Sometimes in editing session, I break down and almost give up. The subjects in my movies are mostly farmers or fishermen that are not used to speak out their mind. Normally, when I ask questions, they will beat around the bush or tell a long and flat statement.

Because I have only few days to take pictures, I interview as many people as possible then compile their answer in editing session. While editing, I have to sit for hours for typing their answers. Then I should pick and construct some sentences that perhaps could form a story. It’s like constructing a puzzle when you have no idea how it shapes until you finish it. Sometimes it makes me feel like kicking someone. But in the last minutes while my editor and I are satisfied with the result, we give high five. Then, we are dreaming of making another movie.


Now, I am on the process of making my 6th movie. It started last year when Timur (my camera person) and I made a visual report about some farmers who finally received license to utilize the woods in the state forest. I submitted that story to Doc Net and they gave me opportunity to join their summer class on June 7-18 in Hanoi, Vietnam to develop my idea.

### Given information
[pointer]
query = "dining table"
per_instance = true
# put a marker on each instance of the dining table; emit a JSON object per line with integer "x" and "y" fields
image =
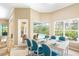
{"x": 61, "y": 47}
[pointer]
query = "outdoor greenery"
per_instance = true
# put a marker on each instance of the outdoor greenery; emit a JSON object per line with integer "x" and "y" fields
{"x": 71, "y": 29}
{"x": 40, "y": 28}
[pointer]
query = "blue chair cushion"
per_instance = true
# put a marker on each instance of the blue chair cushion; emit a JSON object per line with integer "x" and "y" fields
{"x": 39, "y": 51}
{"x": 34, "y": 45}
{"x": 54, "y": 53}
{"x": 62, "y": 38}
{"x": 53, "y": 37}
{"x": 28, "y": 42}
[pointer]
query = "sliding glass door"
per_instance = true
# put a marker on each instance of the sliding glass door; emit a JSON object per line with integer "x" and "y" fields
{"x": 67, "y": 28}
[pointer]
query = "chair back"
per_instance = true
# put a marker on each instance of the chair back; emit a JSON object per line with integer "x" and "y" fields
{"x": 46, "y": 36}
{"x": 53, "y": 37}
{"x": 28, "y": 43}
{"x": 62, "y": 38}
{"x": 46, "y": 50}
{"x": 34, "y": 45}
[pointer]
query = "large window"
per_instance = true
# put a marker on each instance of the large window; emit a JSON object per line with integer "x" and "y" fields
{"x": 41, "y": 28}
{"x": 67, "y": 28}
{"x": 3, "y": 32}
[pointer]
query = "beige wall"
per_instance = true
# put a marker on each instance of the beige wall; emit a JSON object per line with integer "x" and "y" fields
{"x": 18, "y": 13}
{"x": 34, "y": 16}
{"x": 4, "y": 21}
{"x": 66, "y": 13}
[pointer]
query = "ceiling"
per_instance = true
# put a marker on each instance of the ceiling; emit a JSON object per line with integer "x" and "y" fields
{"x": 5, "y": 8}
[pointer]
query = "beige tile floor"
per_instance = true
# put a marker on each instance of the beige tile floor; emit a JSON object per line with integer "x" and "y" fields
{"x": 24, "y": 52}
{"x": 73, "y": 53}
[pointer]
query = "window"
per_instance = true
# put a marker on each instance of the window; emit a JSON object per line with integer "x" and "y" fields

### Exercise instructions
Decide whether each statement agrees with the filmmaking text. Answer yes or no for each, and quote the words from the text that decide it. (a) Most of the people filmed are farmers or fishermen. (b) There are several weeks available for taking pictures. (c) Doc Net offered a place in a summer class held in Hanoi.

### Finished answer
(a) Yes: "The subjects in my movies are mostly farmers or fishermen"
(b) No: "Because I have only few days to take pictures"
(c) Yes: "they gave me opportunity to join their summer class on June 7-18 in Hanoi, Vietnam"